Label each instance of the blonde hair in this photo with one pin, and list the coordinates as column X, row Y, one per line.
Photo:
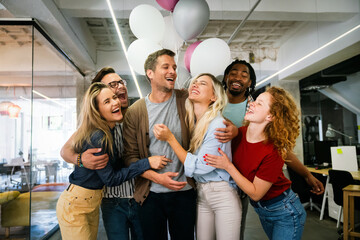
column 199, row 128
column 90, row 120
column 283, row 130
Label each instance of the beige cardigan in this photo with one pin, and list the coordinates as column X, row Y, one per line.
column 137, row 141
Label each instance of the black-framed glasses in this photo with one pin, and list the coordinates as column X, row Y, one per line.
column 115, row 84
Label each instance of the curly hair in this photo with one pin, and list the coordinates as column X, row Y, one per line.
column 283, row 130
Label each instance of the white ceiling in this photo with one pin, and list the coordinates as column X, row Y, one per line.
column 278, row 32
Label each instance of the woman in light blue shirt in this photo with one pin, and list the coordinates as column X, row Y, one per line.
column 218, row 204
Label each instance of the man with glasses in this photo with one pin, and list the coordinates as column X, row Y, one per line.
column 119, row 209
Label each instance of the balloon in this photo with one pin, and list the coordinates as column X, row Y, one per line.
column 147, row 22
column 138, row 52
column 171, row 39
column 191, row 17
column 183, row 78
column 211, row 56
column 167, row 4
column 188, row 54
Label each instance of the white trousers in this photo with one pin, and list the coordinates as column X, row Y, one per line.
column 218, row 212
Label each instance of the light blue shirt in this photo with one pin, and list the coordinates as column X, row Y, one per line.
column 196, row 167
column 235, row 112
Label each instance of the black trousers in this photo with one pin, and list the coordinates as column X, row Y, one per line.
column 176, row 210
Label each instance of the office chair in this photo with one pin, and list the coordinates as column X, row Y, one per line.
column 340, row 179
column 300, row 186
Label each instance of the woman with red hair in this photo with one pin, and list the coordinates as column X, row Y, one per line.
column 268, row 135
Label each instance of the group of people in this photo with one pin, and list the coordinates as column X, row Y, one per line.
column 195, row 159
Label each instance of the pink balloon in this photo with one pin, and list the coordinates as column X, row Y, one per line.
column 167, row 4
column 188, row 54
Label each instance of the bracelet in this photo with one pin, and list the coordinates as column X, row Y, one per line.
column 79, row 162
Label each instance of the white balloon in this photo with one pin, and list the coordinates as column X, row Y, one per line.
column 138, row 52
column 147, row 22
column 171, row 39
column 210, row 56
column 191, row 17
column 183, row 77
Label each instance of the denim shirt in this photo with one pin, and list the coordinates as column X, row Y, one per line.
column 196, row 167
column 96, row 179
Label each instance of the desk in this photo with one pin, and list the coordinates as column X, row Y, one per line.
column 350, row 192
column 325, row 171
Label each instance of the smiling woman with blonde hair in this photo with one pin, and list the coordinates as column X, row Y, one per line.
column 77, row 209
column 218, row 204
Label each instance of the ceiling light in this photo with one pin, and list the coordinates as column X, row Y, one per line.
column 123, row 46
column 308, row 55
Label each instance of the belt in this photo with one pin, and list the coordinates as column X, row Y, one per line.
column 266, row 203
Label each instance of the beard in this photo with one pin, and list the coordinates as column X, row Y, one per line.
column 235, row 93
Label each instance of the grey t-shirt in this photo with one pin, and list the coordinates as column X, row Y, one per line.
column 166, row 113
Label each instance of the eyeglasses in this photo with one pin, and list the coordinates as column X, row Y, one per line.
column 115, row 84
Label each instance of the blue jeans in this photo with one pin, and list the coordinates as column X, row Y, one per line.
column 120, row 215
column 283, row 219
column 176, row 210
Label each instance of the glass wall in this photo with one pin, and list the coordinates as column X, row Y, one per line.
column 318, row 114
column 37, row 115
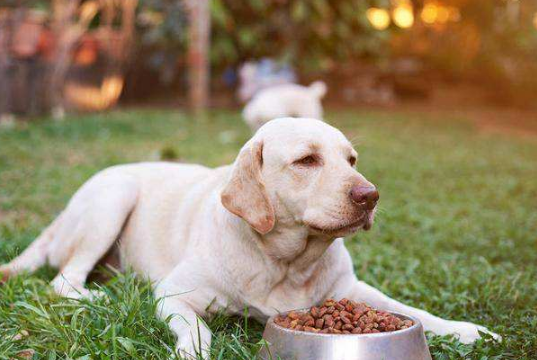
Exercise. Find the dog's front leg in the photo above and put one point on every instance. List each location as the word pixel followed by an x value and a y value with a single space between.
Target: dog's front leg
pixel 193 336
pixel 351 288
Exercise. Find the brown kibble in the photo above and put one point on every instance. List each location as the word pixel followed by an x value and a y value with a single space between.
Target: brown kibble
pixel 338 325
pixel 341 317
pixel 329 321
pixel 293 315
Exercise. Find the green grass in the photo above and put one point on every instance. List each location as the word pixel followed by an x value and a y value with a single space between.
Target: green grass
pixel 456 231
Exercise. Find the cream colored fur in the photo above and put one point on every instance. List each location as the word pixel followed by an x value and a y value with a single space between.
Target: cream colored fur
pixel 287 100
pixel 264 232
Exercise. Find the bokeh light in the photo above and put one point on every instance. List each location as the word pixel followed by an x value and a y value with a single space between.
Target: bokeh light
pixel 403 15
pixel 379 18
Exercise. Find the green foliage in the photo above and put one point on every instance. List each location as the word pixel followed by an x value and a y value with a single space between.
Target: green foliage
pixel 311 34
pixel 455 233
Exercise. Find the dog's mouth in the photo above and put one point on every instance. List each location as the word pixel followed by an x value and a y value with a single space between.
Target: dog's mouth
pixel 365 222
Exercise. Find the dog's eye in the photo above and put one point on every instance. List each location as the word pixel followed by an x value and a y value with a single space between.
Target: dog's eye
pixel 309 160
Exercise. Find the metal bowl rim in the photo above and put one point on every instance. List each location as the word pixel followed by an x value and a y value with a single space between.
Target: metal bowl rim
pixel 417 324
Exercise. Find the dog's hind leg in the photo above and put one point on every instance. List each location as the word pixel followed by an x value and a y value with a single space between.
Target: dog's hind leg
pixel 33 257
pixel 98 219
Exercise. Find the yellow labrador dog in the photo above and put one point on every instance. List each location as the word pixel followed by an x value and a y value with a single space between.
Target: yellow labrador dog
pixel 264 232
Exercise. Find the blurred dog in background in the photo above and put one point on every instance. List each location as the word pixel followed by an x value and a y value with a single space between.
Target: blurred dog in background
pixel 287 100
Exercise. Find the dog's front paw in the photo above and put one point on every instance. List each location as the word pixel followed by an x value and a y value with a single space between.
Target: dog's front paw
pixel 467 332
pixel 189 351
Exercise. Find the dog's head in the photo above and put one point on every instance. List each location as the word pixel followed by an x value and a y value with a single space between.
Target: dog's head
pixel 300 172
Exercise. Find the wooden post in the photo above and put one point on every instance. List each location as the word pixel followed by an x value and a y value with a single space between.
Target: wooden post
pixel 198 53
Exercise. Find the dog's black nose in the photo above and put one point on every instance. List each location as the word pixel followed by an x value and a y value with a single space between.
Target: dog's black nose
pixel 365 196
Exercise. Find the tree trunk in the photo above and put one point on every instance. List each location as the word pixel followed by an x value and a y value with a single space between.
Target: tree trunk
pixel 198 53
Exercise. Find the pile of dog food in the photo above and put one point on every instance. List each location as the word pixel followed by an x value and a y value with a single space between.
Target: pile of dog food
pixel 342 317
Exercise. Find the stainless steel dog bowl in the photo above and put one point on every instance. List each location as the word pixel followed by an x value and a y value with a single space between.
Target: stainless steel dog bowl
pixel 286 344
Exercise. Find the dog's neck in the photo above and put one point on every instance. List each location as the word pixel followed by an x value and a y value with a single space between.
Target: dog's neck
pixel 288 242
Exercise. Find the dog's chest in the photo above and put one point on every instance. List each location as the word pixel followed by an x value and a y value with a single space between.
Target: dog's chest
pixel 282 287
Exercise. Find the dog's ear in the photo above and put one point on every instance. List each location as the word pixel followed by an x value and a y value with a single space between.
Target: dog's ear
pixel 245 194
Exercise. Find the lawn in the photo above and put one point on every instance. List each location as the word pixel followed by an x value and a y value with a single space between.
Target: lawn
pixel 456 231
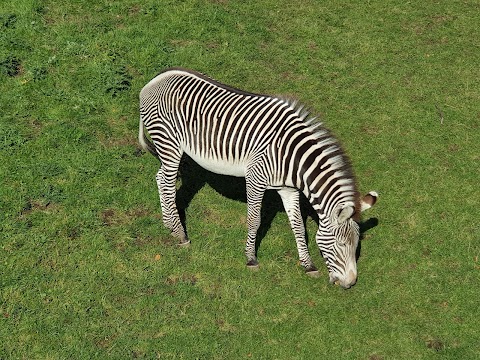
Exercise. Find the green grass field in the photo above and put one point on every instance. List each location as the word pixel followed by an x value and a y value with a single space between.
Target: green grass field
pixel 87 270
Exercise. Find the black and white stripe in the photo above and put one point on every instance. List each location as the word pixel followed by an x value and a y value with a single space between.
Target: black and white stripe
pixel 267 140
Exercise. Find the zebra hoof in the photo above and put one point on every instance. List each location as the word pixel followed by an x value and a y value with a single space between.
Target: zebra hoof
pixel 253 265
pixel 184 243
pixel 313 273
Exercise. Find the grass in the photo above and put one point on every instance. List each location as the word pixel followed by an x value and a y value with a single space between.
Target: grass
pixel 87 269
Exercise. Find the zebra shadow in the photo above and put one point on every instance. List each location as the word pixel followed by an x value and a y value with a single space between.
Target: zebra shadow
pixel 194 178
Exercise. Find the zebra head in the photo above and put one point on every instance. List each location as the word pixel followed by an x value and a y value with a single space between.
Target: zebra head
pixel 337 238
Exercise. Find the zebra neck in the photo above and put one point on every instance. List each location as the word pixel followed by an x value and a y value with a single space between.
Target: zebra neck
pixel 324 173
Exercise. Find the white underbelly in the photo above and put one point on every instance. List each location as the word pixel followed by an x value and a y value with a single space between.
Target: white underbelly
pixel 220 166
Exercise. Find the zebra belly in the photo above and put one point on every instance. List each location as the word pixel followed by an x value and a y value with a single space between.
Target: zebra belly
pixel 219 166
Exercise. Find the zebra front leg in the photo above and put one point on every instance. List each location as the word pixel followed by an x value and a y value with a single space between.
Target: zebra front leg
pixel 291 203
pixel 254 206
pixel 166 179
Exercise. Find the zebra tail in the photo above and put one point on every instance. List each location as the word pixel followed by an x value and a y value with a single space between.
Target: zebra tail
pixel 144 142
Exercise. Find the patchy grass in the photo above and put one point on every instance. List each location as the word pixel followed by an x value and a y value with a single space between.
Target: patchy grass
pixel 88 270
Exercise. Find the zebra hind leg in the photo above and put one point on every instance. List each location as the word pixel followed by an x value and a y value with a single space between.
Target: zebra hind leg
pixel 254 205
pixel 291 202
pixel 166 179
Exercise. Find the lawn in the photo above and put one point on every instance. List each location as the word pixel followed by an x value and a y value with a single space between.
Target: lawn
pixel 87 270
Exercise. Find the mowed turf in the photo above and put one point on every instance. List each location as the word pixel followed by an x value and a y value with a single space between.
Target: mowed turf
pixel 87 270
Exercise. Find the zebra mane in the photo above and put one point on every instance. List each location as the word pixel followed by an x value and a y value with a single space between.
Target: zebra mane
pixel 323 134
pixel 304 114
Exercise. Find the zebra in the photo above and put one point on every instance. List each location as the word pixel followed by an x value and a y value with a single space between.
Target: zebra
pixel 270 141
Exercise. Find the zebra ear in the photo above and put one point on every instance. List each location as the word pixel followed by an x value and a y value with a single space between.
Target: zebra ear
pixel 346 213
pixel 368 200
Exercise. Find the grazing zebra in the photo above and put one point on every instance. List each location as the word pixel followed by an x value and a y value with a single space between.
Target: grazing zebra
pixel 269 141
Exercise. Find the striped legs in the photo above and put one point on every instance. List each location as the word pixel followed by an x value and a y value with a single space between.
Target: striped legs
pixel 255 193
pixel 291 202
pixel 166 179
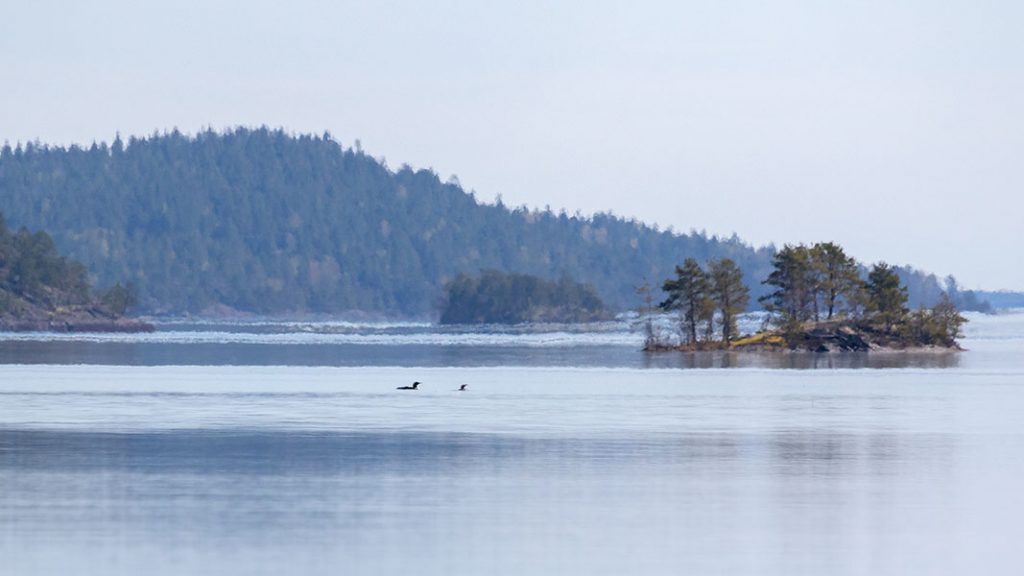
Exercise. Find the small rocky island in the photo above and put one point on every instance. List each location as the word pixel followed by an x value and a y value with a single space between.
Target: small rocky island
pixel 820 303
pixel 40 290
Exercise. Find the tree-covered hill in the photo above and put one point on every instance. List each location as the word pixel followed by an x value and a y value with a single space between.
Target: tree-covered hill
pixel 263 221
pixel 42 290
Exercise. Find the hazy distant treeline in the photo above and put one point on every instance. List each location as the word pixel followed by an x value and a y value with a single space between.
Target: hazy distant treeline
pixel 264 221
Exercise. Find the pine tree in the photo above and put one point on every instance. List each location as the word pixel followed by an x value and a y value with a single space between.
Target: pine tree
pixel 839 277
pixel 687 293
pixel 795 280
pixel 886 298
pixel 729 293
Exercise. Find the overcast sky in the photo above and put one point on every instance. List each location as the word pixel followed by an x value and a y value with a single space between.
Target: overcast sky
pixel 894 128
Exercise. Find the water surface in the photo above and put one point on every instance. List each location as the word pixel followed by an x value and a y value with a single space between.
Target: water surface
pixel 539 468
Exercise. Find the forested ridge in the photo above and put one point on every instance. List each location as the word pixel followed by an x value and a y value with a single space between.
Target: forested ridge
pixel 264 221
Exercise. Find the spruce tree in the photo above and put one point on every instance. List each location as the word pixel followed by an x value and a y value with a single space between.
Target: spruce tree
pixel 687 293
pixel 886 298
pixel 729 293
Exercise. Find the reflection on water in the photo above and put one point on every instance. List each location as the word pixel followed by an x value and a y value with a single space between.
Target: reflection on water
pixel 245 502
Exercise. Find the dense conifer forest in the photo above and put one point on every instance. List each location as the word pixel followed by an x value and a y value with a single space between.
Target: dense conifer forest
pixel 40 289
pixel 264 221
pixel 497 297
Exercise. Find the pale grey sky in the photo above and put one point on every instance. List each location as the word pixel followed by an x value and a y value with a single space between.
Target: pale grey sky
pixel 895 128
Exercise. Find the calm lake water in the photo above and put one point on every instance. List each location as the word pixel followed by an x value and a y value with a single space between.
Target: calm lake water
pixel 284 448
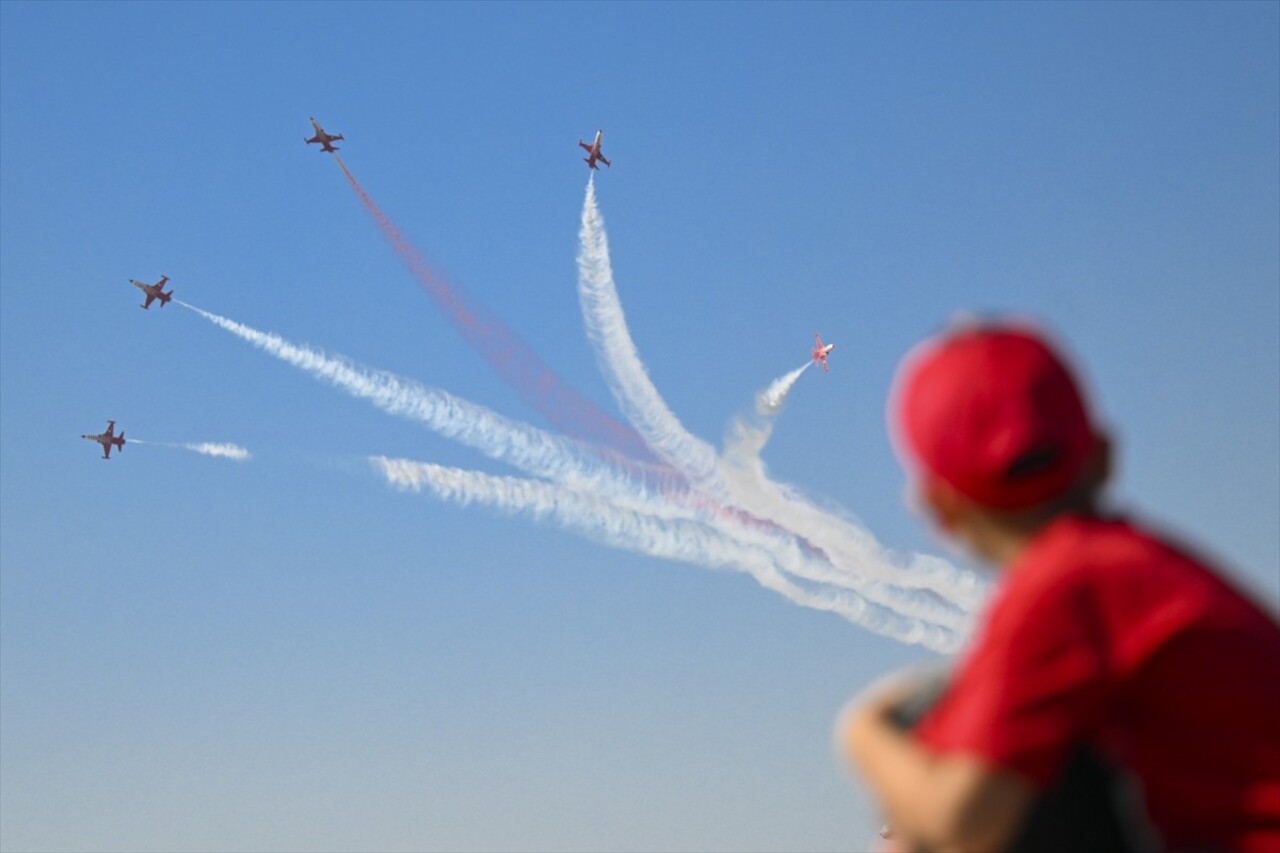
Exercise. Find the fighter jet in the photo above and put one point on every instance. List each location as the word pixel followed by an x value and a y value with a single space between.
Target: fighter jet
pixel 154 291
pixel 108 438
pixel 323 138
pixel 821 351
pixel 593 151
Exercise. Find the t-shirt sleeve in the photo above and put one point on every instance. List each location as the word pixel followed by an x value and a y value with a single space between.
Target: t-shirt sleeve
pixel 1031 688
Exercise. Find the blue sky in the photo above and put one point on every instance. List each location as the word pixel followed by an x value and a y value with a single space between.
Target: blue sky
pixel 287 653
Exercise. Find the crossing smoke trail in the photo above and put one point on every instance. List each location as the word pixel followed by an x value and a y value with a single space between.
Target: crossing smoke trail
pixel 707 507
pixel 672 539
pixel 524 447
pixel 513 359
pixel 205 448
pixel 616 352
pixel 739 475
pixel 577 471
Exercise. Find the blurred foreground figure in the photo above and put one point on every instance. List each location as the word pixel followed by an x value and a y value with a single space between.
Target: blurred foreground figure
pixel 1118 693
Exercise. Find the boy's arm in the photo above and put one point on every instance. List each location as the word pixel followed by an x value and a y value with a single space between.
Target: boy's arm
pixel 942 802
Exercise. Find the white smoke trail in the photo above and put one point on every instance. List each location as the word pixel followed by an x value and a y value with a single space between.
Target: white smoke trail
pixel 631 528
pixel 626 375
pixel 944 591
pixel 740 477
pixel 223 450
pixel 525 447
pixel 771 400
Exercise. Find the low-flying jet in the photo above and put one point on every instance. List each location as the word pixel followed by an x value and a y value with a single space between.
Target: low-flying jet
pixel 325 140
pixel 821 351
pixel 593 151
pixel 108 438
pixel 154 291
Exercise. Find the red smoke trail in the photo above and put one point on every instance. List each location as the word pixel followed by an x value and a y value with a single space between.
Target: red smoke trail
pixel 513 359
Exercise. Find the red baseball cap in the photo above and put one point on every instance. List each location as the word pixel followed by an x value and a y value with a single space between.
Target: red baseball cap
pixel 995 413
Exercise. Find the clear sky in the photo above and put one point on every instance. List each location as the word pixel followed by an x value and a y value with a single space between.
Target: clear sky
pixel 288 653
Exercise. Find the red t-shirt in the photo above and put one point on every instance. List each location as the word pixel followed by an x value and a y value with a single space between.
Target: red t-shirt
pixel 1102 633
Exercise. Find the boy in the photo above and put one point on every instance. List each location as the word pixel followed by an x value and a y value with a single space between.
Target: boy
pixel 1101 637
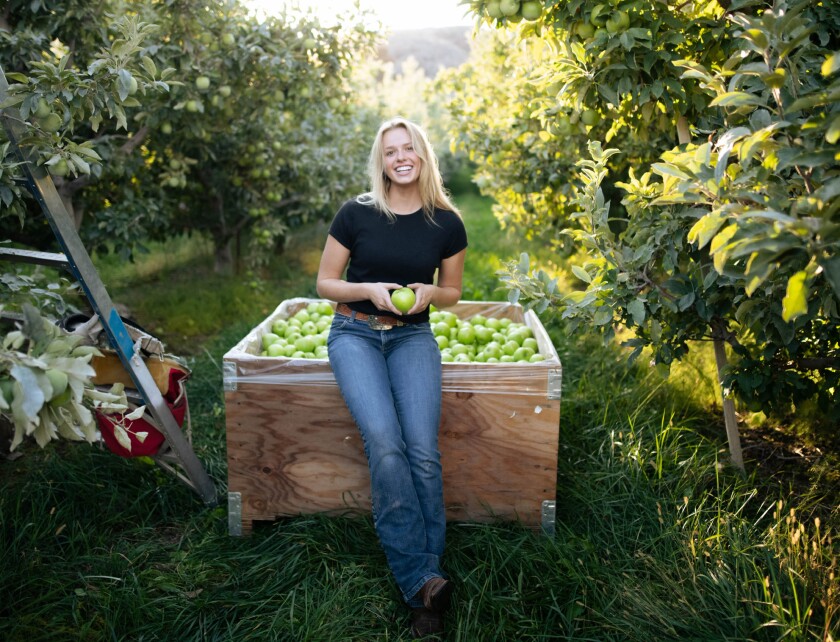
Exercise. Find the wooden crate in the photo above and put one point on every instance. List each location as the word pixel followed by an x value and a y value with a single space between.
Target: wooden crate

(Stated exercise):
Drop the pictures, then reproduce exactly the lines from the one with "Exercise. Find the red baseball" through the final line of the listing.

(Correct answer):
Exercise. Find the red baseball cap in the photo above and put one point on every instance. List each location as the word pixel followed by an x value and a y value with a single space between.
Target: red baseball cap
pixel 995 413
Exercise. Find the clear sky in the photo above and put one point on every instance. List each location as the word pixel followed by an x value and a y value with a single space between.
Target: clear sky
pixel 288 653
Exercise. Find the red t-shirt in the photo above and put one point on every instance. List each location as the word pixel followed by an x value and a y value with a single space between.
Target: red t-shirt
pixel 1102 633
Exercise. Find the boy in the photo above and put one point on every instance. List each location as the word pixel followed by an x value and a y value with a single space between.
Target: boy
pixel 1101 637
Exercise. Find the wooden crate in the photo above and put one point on every instance. List each location as the word pixel followed by an x value and a y value with a single space between.
Target: wooden crate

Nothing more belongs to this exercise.